Material shown:
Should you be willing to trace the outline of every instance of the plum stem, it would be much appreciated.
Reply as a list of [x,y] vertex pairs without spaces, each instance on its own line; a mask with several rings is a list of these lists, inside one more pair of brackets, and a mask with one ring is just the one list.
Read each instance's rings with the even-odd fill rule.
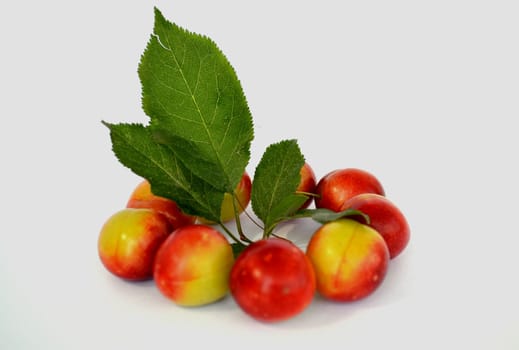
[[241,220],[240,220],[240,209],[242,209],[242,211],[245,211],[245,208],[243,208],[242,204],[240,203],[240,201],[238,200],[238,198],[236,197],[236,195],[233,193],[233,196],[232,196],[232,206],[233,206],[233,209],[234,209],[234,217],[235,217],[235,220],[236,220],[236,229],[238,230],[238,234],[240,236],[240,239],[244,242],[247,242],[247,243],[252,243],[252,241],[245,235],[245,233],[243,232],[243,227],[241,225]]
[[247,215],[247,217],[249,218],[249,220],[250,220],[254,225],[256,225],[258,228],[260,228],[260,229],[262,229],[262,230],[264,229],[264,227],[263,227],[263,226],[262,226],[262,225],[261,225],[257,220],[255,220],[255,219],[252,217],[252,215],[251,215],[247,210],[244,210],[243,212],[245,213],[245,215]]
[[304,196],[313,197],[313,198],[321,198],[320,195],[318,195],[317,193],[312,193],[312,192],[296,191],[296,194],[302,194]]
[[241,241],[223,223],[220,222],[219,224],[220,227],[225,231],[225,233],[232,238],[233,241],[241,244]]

Your assignment:
Output, unchanged, the lines of the listing above from the first one through the one holding "Reply as a list". Leave out every line after it.

Solution for this exercise:
Should you be willing to trace the outline of every instance of the plum stem, it would be much appreciated.
Reply as a list of [x,y] vertex pairs without spaces, each instance on its own line; a mask with several rings is a list of these lists, inside one more pair of brackets, and a mask with one ring is just the one list.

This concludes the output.